__Work instructions__.
Find every line below with "shingle" in it and give only how many there are.

::: Extracted records :::

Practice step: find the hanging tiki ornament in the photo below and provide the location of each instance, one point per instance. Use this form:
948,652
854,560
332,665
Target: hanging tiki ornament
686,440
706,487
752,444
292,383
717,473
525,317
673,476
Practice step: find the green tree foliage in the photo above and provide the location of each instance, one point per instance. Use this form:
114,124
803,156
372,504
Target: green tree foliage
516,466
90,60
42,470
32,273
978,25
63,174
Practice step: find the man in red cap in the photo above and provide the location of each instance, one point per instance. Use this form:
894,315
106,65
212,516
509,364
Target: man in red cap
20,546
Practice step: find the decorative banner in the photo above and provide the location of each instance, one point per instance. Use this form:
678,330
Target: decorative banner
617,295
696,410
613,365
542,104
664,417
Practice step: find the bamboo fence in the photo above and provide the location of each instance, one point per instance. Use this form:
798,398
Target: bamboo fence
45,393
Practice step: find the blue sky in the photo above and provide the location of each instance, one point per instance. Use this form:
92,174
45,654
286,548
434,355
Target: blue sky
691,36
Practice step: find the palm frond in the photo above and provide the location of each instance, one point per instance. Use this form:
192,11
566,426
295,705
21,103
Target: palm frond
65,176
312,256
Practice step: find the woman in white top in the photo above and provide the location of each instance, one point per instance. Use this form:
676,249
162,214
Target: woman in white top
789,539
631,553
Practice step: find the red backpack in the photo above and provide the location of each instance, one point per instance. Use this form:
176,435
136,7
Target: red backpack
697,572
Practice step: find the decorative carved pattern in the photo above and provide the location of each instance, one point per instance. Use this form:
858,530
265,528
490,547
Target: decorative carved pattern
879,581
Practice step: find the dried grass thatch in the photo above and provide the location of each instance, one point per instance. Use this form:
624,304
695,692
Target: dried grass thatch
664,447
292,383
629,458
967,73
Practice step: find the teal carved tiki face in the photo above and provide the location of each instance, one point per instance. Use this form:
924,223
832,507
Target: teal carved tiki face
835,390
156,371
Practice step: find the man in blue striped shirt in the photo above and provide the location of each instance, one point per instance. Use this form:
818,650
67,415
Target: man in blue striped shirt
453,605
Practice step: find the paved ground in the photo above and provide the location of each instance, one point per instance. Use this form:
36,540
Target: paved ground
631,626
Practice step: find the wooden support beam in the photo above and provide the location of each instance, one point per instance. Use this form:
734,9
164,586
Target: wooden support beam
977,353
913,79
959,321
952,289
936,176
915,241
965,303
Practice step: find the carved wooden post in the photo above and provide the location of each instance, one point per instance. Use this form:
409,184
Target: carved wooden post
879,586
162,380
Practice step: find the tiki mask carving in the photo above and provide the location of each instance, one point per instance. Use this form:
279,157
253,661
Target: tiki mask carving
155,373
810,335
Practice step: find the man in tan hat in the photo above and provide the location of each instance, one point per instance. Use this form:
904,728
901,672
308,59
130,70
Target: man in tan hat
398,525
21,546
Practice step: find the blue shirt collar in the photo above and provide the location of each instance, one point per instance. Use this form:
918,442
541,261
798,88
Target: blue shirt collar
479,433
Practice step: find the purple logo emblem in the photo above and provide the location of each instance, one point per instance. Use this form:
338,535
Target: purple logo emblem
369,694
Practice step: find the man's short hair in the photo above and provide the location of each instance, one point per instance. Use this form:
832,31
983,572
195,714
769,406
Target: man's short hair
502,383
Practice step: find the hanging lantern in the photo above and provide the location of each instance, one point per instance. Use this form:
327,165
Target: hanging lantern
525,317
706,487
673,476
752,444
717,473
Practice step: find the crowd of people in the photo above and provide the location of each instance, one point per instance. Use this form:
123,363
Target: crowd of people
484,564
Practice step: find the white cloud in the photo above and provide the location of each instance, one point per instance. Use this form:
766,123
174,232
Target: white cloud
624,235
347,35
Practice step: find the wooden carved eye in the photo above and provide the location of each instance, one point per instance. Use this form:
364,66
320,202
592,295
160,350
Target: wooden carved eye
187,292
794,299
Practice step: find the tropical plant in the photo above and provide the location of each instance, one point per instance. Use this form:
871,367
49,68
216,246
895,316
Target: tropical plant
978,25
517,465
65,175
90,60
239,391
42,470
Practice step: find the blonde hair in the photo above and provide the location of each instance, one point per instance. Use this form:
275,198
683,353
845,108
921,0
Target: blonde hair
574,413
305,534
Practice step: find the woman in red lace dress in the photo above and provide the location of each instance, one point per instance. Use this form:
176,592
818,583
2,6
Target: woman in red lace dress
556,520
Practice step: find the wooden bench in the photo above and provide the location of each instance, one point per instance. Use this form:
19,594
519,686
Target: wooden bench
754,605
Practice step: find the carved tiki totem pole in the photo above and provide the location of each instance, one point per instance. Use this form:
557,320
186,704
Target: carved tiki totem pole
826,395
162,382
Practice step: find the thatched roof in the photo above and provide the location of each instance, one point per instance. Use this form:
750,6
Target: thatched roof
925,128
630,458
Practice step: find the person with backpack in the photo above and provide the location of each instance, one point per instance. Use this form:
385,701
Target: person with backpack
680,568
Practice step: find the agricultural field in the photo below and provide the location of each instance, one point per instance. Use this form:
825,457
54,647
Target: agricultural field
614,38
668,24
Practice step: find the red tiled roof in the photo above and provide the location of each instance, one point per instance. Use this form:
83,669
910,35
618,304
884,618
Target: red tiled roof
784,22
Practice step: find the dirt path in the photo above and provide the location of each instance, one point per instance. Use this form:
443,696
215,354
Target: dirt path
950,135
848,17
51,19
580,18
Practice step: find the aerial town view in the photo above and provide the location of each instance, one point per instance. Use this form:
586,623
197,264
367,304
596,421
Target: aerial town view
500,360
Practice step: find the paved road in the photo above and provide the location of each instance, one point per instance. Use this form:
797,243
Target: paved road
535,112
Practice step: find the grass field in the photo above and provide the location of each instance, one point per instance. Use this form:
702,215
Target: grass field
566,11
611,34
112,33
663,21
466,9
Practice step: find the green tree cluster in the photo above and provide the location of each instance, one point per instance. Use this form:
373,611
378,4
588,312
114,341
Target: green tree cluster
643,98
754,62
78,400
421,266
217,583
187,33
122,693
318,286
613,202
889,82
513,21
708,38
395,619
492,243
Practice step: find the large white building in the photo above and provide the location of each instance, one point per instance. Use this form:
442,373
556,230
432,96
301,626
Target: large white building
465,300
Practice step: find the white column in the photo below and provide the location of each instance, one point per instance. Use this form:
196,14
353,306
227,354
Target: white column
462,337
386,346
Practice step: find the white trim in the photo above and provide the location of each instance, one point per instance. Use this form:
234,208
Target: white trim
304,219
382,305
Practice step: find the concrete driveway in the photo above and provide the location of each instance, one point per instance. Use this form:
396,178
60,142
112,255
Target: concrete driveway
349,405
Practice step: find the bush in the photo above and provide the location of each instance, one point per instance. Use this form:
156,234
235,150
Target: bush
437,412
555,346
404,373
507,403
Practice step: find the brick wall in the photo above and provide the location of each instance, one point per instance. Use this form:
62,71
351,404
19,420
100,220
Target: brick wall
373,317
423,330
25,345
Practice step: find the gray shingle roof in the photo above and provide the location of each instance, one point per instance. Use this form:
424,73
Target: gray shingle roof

:::

__Written answer__.
2